**WHAT THE TASK ASKS**
Shift every pixel coordinate in the listed points by -81, applying the change to both the x and y values, and reproduce every line of the records below with nothing else altered.

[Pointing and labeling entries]
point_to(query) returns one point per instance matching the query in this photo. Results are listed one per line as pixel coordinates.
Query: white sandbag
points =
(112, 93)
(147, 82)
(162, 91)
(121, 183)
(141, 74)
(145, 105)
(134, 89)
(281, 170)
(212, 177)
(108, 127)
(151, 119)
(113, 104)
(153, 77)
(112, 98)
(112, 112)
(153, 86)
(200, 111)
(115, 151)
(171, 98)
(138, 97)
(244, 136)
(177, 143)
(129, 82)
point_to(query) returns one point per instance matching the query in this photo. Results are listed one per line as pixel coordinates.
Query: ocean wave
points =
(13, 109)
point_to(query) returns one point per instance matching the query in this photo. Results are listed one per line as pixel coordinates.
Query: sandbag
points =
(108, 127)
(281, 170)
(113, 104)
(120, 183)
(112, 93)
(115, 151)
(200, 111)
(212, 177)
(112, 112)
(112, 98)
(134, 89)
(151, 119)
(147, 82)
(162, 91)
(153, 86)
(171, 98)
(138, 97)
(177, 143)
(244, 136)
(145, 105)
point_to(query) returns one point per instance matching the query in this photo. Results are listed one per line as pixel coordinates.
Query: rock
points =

**PROBLEM SOLUTION**
point_to(query) returns one point per instance matching the query in this photo. Results are listed one per line as pixel coordinates.
Query: white sandbag
points =
(31, 12)
(66, 1)
(81, 10)
(40, 102)
(60, -7)
(64, 24)
(53, 8)
(200, 89)
(131, 96)
(27, 46)
(70, 38)
(32, 23)
(72, -4)
(31, 17)
(31, 31)
(72, 5)
(119, 30)
(34, 70)
(90, 17)
(57, 16)
(163, 55)
(96, 62)
(48, 1)
point_to(query) returns one point per instance matching the query in this photo. Results are listed one per line as pixel coordinates.
Query: ocean wave
points =
(-68, 28)
point_to(query) returns one point per instance matching the query in this photo. Results are listed one per line as pixel coordinates.
Query: sandbag
points =
(27, 46)
(200, 89)
(32, 23)
(39, 102)
(31, 12)
(34, 70)
(119, 30)
(131, 96)
(31, 31)
(31, 17)
(53, 8)
(70, 38)
(66, 1)
(81, 10)
(72, 5)
(90, 17)
(57, 16)
(96, 62)
(163, 55)
(64, 24)
point_to(query) returns one point per instance matching the query in this photo. Results are listed one per line as pixel coordinates.
Query: rock
points =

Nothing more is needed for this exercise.